Supplied records.
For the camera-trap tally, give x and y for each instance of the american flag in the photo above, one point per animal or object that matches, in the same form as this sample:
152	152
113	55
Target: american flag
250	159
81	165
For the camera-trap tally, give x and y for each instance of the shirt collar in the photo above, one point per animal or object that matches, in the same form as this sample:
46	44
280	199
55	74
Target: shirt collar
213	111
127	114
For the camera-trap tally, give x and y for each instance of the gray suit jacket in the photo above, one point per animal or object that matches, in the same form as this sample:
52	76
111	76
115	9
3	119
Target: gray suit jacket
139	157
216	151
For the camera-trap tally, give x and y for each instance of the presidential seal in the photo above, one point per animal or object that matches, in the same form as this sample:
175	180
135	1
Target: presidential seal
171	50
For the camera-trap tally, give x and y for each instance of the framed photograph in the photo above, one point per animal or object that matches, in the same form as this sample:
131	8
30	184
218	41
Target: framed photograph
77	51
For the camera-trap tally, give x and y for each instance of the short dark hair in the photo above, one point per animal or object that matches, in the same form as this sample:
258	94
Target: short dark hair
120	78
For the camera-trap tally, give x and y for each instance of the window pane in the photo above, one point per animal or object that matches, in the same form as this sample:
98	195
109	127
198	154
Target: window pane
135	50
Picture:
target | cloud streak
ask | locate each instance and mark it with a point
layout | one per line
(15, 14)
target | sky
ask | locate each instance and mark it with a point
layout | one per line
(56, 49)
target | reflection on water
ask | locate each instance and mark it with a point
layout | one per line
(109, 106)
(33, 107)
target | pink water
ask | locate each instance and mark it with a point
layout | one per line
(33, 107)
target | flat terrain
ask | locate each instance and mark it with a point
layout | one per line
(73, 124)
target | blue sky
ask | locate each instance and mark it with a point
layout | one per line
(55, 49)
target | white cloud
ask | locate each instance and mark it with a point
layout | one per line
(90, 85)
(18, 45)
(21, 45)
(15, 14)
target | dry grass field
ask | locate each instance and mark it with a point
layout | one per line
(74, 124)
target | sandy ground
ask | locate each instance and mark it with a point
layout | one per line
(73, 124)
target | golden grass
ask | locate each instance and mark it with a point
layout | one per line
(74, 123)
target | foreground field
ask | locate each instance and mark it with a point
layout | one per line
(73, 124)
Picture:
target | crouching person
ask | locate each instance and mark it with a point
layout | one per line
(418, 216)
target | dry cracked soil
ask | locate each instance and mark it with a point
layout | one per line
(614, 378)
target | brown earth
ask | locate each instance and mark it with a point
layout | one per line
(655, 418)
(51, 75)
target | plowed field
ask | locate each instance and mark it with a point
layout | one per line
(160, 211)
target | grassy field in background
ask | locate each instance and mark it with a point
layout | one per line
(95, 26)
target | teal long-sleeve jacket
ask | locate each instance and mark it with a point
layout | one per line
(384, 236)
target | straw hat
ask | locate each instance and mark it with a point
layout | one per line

How to complete this task. Every line in the records has to be written out again exactly.

Output for this task.
For the camera-trap tally, give x and y for each instance of the american flag in the photo above, one point per animal or object that matches, in the same form as this sample:
152	152
113	55
Target: american flag
250	159
81	165
For the camera-trap tally, give x and y for each instance of the shirt collar in the photo above, one point per animal or object that matches, in the same form as this sample:
46	44
280	199
55	74
Target: shirt collar
213	111
127	114
For the camera-trap tally, give x and y for each instance of the gray suit jacket in the photo above, one point per animal or object that matches, in the same form as this sample:
52	76
111	76
115	9
3	119
Target: gray suit jacket
139	157
216	151
For the camera-trap tally, give x and y for each instance of the presidential seal in the photo above, one point per animal or object that matches, in the same form as this sample:
175	180
135	1
Target: presidential seal
171	50
For the camera-trap tally, give x and y for each instance of the framed photograph in the photo above, one point per animal or object that matches, in the same form as this sample:
131	8
30	184
218	41
Target: framed photograph
77	51
For the camera-trap tally, give x and y for each instance of the short dark hair in the photo above, one point per animal or object that matches, in the same form as this sample:
258	94
Target: short dark hair
120	78
For the camera-trap tally, give x and y for each instance of the window pane in the photo above, one point per animal or object that matches, in the same form as this sample:
98	195
109	127
198	154
Target: window pane
135	50
Picture:
target | cloud streak
ask | locate each instance and mark it with a point
layout | one per line
(15, 14)
target | sky
ask | locate each instance and mark it with a point
layout | one per line
(56, 49)
target | reflection on water
ask | locate each instance and mark it with a point
layout | one per line
(109, 106)
(33, 107)
target | pink water
ask | locate each instance and mark it with a point
layout | one per line
(33, 107)
target | flat terrain
ask | locate each instance and mark it with a point
layout | one per line
(73, 124)
target | blue sky
ask | locate each instance and mark it with a point
layout | one per line
(55, 49)
target | white cloud
ask | locate each instance and mark it with a point
layout | one per line
(90, 85)
(18, 45)
(21, 45)
(15, 14)
target | dry grass field
ask | locate each instance and mark it with a point
layout | one per line
(74, 124)
target | sandy ground
ask | locate each instance and mark it with a point
layout | one per line
(73, 124)
target | golden grass
ask | locate each instance and mark it with a point
layout | one per line
(74, 123)
target | foreground field
ask | locate each instance and mark it with a point
layout | one per line
(73, 124)
Picture:
target | crouching person
ask | locate each instance and mark it with a point
layout | one per line
(418, 216)
target | dry cracked soil
ask | locate each instance and mark it with a point
layout | one per line
(614, 378)
target | brown earth
ask | locate each instance and mark it with a point
layout | one per line
(655, 418)
(51, 75)
target | plowed field
ask | locate each instance and mark it with a point
layout | one per line
(160, 211)
target | grassy field in background
ask | locate each instance and mark it with a point
layout | one per line
(95, 26)
target | teal long-sleeve jacket
ask | locate each instance and mark it with a point
layout | one per line
(384, 236)
target | straw hat
ask | locate each instance and mark it with a point
layout | one per line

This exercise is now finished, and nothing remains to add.